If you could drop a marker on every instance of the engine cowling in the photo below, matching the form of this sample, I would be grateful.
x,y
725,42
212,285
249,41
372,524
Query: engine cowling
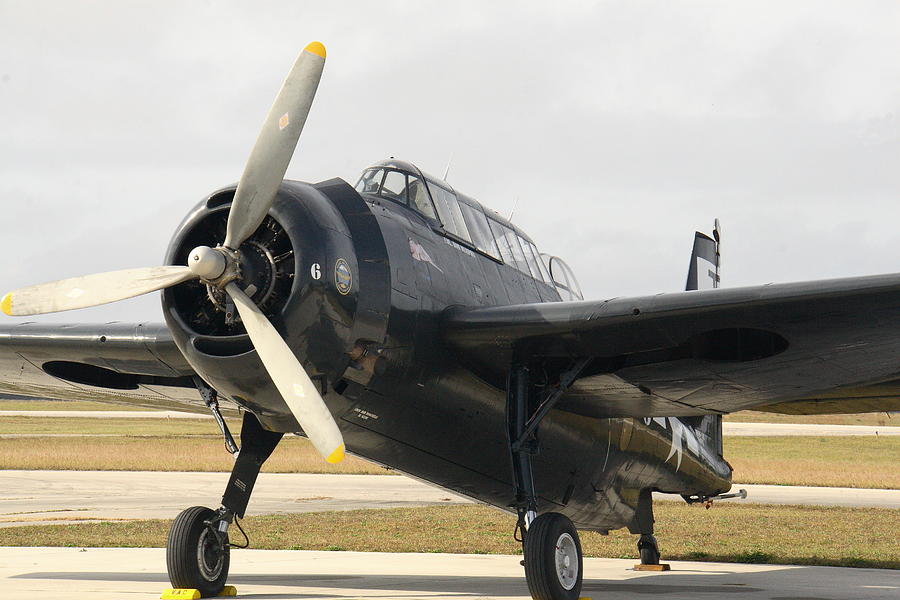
x,y
301,269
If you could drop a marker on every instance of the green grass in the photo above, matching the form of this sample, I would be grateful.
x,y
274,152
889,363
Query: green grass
x,y
873,419
746,533
863,462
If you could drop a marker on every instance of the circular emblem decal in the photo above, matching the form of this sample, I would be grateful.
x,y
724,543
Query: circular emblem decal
x,y
343,277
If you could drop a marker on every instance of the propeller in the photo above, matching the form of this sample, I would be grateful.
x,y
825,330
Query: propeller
x,y
220,267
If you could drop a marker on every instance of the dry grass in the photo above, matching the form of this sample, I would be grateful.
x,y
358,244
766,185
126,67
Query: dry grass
x,y
862,462
105,426
293,455
874,419
865,462
729,533
44,404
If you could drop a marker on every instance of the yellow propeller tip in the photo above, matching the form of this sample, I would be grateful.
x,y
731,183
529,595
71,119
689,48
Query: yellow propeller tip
x,y
6,304
336,456
316,48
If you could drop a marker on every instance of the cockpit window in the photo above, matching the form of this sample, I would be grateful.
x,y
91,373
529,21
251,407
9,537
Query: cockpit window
x,y
370,181
531,258
510,250
394,186
563,278
418,198
448,210
480,230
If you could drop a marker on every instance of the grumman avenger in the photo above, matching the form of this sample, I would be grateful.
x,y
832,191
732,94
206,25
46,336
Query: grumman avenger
x,y
401,321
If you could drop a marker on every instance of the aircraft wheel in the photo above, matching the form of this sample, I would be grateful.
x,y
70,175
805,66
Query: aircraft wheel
x,y
553,561
197,556
649,550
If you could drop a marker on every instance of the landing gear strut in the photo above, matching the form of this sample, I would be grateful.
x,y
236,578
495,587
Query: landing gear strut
x,y
642,523
550,543
198,549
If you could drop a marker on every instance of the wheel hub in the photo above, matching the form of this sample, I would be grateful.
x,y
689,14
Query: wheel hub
x,y
566,561
210,555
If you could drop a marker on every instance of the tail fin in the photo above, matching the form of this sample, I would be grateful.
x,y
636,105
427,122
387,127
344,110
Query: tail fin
x,y
703,272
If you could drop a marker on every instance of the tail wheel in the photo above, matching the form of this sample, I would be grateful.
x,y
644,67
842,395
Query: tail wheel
x,y
197,556
553,560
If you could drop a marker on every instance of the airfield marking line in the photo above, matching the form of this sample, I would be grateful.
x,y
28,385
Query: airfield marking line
x,y
114,573
135,494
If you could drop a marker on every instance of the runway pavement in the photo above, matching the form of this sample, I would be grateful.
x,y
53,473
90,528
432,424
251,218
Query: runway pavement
x,y
737,429
31,497
113,574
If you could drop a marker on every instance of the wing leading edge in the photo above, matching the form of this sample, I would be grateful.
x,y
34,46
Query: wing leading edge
x,y
116,362
815,347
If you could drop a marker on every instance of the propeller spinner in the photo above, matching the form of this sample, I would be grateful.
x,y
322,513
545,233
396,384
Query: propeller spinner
x,y
220,267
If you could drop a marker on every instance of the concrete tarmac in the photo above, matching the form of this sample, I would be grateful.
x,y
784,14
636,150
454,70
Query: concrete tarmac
x,y
44,497
116,573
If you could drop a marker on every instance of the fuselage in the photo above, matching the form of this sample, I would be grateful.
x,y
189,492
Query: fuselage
x,y
372,276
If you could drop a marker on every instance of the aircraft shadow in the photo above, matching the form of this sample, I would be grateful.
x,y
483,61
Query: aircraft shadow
x,y
679,583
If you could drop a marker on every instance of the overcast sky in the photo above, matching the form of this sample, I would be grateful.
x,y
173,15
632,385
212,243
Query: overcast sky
x,y
615,129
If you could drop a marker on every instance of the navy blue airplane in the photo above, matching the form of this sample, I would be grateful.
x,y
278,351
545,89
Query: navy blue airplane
x,y
402,321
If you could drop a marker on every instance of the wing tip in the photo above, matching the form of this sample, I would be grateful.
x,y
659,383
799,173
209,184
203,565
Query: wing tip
x,y
316,48
336,456
6,304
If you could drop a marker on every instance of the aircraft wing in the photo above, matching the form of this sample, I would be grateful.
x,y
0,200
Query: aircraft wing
x,y
805,348
115,362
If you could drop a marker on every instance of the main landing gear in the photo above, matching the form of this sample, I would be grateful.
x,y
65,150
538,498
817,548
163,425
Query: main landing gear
x,y
198,548
553,558
642,523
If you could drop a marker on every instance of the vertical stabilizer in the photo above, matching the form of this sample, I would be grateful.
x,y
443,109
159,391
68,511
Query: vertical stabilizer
x,y
703,271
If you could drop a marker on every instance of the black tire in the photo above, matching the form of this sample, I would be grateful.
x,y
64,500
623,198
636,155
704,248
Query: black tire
x,y
649,556
553,534
193,556
649,551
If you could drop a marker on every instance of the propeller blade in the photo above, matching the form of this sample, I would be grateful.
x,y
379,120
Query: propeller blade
x,y
274,147
297,389
91,290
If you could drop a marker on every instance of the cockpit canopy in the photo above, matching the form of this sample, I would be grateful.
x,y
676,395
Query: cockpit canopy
x,y
464,220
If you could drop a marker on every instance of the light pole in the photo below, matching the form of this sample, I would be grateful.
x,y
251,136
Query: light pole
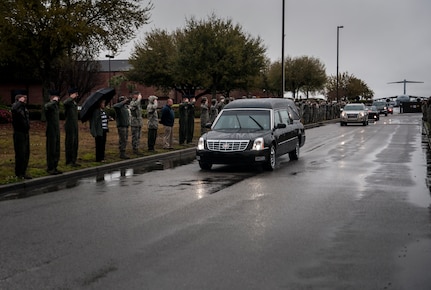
###
AIM OF THE EXERCISE >> Please repeat the rows word for word, from the line with "of the light" through the end of the rows, including both ends. Leave the pictures out of your answer.

FULL SOLUTION >>
If you could drop a marker on every instance of the light pole in the photo below, matching the form of this sample, I would be grateful.
x,y
251,136
Query: light pole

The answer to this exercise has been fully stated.